*** Quoted passage Section Begins ***

# Pets... How many is too many?



## appleblossom (Mar 10, 2005)

Just wondering what everyones personal opinion is on where to draw the line at how many pets you personally own. HOw many do you have & do you think you want more? Since Ive gotten my new puppy Friday I think Im definatly at or maybe over my perfect number of pets (if you count my 2 cats but my moms says outside pets dont really count lol)


----------



## rcj1095 (Mar 4, 2009)

I am definitely at my limit. I love having four. Not as scary as I thought. The two littles hang together in the playpen. Coop has his penthouse and Coco has free reign of the house now. Typically, I'll take the littles shopping and to the shop and stuff like that and the mediums get to go to the ball games and towpath walks and stuff like that. I only have so many arms though so any more would not be getting the attention they deserve. I have all four laying with me in the bed right now and they fit perfectly. I never feel bad leaving now cuz each one has one. Financially, I am at my limit also. Between high quality food and vet care and high quality treats and toys, we are at our limit. Not over it, just at it.


----------



## Gingersmom (Mar 12, 2009)

I'm thinking five is our limit too...LOL...same reasons..making sure they all have attention, doing nails, brushing, giving baths, vets, food, toys etc...LOL...we have the room though...VBG


----------



## elaina (Jul 1, 2008)

i have 2 dogs, a parrot, and a cockateil. i'm getting one more bird, and am very tempted to add one more dog. that will be my limit. 3 birds ,3 dogs


----------



## jazzman (Apr 8, 2009)

Five is too many ! Lol.

Four is my max too. Not only are the local laws against me, but
financially and mentally ( I would like to leave the house occasionally).
I think I've hit the limit.

For me, three chi's and a big dog is perfect. Stella and Lola always want to 
sit or lay where I am, and the boys always want to be next to their mom.

Watching them all interact is such a joy. I think that's why I decided to have 4. Their little society is as interesting as any reality show !

*** Quoted passage Section Ends ***

§ Task
Resume the forum thread about how many pets is too many, picking up right after its last sentence. The lines that come next have nothing to do with this.

*** Supplied material Section Begins ***

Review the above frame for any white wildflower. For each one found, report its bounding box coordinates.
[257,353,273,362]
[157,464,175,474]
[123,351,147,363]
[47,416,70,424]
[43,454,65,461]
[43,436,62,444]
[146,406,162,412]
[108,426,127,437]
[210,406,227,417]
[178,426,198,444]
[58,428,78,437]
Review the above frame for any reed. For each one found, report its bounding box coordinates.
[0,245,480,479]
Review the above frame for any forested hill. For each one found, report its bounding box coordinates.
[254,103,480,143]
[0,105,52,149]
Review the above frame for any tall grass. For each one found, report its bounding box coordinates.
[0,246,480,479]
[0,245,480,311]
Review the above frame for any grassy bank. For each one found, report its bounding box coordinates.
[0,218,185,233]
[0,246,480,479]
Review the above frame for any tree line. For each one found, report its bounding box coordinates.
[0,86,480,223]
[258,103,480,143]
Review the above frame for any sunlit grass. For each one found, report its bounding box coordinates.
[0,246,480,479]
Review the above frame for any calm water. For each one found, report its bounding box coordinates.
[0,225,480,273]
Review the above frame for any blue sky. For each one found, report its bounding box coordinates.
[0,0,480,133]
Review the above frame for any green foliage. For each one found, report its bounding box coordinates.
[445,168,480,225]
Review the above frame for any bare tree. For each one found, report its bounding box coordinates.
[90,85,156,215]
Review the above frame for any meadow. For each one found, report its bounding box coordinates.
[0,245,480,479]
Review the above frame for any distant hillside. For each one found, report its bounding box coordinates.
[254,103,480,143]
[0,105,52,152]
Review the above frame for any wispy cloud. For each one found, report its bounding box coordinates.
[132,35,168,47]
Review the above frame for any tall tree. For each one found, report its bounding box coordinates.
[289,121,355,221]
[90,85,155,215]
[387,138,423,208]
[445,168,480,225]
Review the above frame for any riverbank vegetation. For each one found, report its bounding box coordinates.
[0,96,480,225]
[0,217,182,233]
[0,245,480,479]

*** Supplied material Section Ends ***

§ Response area
(and play time is hilarious).

(I've been missing my fish tank, lately)


----------



## N*T*M*4U (Nov 10, 2008)

There is no limit as long as you can care for them all .....


----------



## huskyluv (Oct 24, 2008)

I think it will vary from person to person and the limit on how many animals one should own would be how many the individual can safely and properly care for at any given time taking into account lifestyle and income.

My limit a while ago is very different from my limit now so I consider my "limit" to be sort of fluid. Currently I have two dogs, two guinea pigs, and two saltwater clownfish. I've not reached my limit but I am content with how many I have and don't want to over extend myself to the point that it takes away from my family or the animals I already have. 

Edit to add: After re-reading the question, yes I would like to add more dogs and fish into the family. But again how many more dogs also depends on the breed as well, lol. I can reach my limit with huskies a lot faster than I can with chihuahuas!


----------



## Demi's Mum (Jan 10, 2006)

I have 2 Chihuahuas and I think one more would round off our family just nicely. But our 3rd one will be a rescue from a shelter, around Christmas. (Or maybe a Yorkie if I can find one that looks like the one my husband grew up with.) Which ever comes first. Or both, never know!


----------



## Ciarra (May 6, 2008)

Legally Im way way way over the limit and money wise with just having a baby im over the limit as well, with 7 dogs and 2 cats and a betta. But Im still on the look out for another CC. If I find one that is close and or in my price range I may jump on it.


----------



## Mom of 4 Chi's (Apr 3, 2009)

I think it doesn't matter, as long as none of your pets are neglected . That's what I think, the law doesn't agree with me though .


----------



## Brodysmom (Jan 8, 2009)

I think the limit depends on your personal life.... what you can afford as far as high quality food, vet bills, flea/tick/heartworm meds, and then setting aside $$ for an emergency. Also, what you are comfortable with as far as vacations. Can you board them? Leave them with family? Bring them with you? So lifestyle is a factor as well. And then what about the other members of the family? Is everyone on board with more dogs/cats/pets? Or is anyone resenting the fact that vacations are less or on hold, or that the pets take up too much time? It's all really personal. 

For us, Brody is just right. He's easy and I can afford to buy him whatever food I want. Couldn't do that with several or with a much bigger dog. He's easy to take with us if we need to. So you just have to look at your own situation and decide.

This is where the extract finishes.